## The exercise
From the records below, pull out every line that contains the string "tower", matching its case exactly.
┌────────
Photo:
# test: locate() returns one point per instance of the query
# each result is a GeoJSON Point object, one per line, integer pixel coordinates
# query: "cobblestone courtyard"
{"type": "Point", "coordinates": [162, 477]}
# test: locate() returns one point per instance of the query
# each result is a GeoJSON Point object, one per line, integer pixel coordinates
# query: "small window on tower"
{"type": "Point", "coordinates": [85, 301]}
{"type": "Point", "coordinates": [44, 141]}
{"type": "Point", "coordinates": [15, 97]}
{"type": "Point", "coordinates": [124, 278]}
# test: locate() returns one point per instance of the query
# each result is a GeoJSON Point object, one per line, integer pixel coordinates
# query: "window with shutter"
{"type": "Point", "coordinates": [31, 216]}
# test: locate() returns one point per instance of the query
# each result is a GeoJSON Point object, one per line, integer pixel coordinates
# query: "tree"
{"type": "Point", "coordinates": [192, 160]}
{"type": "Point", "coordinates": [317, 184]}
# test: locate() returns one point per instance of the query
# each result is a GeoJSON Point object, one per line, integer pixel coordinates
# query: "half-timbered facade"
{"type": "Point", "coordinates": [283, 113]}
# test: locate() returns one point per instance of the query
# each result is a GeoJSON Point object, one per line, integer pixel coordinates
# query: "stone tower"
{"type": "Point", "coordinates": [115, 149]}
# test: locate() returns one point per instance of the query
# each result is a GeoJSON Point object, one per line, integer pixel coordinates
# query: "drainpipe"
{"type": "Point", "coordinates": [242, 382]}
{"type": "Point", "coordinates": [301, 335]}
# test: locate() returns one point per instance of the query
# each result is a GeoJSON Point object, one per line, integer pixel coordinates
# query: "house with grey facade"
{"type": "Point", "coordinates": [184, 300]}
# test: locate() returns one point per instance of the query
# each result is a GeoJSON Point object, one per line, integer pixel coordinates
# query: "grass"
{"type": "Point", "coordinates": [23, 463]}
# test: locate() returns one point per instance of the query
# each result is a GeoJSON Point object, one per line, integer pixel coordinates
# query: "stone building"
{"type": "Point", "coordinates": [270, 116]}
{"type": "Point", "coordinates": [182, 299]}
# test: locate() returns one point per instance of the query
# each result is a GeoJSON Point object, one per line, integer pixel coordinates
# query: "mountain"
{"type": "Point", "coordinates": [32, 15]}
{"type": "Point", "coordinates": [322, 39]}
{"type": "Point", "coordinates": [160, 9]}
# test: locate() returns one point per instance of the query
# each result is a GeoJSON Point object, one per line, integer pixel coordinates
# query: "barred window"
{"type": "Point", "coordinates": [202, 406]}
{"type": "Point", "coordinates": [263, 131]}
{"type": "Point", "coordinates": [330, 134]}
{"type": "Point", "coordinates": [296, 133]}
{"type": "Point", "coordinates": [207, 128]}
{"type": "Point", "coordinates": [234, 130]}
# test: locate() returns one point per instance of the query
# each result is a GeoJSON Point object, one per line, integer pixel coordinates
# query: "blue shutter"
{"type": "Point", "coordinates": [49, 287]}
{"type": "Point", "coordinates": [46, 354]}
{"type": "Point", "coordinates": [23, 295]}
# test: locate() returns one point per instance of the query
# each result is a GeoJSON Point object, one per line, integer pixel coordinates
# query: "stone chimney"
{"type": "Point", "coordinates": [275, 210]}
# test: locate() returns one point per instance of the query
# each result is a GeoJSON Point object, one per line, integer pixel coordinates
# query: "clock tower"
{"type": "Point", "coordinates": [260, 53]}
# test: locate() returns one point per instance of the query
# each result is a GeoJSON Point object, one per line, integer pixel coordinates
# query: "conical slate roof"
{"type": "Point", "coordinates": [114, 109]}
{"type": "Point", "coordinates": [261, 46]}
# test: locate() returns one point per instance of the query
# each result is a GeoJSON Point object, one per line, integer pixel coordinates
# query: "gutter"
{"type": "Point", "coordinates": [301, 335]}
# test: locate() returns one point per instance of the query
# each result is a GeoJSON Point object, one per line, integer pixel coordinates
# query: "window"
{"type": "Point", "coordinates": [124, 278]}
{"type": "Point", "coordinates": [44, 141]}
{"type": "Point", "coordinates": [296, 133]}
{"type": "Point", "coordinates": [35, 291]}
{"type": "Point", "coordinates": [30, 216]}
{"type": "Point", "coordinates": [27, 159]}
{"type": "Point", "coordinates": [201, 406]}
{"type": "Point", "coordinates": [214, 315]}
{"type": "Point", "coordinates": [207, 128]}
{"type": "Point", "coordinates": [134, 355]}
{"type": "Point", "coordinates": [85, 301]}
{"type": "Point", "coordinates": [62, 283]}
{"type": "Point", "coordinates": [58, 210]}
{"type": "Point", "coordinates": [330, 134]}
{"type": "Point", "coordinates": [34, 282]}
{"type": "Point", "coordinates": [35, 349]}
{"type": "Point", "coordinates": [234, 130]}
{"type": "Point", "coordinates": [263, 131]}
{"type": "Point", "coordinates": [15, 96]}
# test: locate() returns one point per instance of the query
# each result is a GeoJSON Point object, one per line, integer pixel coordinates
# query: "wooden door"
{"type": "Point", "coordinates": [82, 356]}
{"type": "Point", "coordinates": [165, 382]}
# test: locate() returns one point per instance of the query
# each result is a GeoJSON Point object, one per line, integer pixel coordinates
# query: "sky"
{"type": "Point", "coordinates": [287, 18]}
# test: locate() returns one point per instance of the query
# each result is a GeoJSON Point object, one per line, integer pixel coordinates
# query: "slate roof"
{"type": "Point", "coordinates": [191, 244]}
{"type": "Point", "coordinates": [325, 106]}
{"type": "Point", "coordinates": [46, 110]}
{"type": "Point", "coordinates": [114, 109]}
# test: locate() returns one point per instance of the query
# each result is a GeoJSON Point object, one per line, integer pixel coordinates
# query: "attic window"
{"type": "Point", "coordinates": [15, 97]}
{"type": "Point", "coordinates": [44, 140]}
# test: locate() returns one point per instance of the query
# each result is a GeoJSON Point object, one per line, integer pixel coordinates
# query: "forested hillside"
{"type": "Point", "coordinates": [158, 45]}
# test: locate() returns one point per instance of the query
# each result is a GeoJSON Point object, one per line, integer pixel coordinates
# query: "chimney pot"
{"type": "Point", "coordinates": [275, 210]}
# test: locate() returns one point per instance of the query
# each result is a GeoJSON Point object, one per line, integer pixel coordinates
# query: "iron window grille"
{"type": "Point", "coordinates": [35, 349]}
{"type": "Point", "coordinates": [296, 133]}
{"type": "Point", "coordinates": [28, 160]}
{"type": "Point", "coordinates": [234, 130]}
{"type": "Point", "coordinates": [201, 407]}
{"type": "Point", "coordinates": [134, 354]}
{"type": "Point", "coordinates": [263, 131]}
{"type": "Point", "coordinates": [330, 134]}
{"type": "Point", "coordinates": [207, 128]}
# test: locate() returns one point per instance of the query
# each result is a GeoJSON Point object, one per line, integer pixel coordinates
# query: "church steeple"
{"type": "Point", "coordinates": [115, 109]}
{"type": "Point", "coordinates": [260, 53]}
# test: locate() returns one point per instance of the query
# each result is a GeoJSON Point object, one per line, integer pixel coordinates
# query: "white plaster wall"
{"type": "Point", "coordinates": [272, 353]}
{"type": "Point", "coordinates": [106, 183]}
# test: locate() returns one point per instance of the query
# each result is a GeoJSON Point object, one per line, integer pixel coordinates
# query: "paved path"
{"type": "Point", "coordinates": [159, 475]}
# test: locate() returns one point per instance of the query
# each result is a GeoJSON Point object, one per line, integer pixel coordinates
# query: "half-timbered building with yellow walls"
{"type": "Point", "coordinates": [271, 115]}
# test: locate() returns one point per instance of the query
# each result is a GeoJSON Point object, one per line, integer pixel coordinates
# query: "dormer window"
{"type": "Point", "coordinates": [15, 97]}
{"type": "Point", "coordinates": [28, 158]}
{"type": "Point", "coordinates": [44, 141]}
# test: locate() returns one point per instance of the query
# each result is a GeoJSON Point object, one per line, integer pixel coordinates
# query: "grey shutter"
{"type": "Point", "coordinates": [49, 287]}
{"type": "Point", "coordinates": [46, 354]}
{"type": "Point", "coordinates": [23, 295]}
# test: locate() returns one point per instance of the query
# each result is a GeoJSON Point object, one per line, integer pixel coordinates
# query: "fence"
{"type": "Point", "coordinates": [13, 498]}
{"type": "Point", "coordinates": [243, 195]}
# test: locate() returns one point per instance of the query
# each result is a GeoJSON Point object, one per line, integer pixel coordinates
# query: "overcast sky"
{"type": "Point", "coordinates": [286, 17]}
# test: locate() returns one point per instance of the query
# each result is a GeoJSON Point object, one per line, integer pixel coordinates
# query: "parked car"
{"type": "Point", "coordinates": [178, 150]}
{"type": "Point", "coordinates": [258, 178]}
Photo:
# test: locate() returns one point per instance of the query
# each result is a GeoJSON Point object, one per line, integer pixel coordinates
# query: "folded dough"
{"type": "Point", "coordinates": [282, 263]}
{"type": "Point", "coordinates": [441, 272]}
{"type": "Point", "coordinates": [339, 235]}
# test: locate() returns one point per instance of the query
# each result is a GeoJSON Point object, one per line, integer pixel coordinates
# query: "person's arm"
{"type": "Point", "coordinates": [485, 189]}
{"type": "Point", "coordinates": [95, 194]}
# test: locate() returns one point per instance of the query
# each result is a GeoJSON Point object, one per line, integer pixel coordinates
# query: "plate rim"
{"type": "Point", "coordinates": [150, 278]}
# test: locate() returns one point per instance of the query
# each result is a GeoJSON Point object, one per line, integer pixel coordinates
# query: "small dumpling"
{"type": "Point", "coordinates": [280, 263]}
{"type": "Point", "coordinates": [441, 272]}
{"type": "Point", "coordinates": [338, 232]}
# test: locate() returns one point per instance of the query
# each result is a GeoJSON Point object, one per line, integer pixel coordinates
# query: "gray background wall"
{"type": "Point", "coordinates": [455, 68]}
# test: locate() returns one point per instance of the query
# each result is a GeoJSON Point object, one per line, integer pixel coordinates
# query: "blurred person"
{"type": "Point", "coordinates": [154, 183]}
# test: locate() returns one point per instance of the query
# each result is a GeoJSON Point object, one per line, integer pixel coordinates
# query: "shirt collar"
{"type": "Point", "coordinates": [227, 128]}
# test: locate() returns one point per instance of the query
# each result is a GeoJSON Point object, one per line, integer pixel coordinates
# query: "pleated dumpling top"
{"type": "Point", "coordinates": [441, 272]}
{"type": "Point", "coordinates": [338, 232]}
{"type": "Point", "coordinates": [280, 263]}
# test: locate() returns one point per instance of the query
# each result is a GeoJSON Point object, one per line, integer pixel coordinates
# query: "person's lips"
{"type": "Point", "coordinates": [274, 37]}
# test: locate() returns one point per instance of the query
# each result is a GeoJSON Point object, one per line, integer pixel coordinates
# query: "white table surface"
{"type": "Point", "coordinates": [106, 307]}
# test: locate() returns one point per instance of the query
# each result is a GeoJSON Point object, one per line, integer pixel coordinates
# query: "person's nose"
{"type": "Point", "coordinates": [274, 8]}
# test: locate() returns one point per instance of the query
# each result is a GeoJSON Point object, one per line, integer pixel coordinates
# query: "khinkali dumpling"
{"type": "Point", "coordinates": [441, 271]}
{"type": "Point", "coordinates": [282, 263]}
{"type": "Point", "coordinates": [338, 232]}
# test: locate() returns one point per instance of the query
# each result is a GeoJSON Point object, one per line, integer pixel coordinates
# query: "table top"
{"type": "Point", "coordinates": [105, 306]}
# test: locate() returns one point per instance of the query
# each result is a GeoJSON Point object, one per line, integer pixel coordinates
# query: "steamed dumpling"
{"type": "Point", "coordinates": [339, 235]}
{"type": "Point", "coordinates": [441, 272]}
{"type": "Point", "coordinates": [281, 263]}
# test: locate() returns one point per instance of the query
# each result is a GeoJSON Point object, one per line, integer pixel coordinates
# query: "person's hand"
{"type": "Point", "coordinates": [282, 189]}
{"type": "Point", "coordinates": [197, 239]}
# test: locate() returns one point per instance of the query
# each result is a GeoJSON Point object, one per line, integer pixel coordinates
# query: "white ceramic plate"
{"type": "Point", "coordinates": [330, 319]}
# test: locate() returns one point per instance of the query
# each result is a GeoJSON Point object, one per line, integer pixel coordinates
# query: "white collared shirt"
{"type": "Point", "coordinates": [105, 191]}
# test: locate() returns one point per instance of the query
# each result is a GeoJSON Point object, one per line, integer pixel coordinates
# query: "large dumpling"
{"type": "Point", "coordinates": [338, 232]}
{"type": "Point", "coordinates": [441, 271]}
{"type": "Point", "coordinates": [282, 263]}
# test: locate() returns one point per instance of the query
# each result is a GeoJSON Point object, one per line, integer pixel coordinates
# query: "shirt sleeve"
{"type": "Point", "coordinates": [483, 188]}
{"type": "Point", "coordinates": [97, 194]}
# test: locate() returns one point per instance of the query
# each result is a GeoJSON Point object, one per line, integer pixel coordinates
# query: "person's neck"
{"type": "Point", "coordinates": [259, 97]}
└────────
## The completed task
# query: "small window on tower"
# query: "stone tower"
# query: "clock tower"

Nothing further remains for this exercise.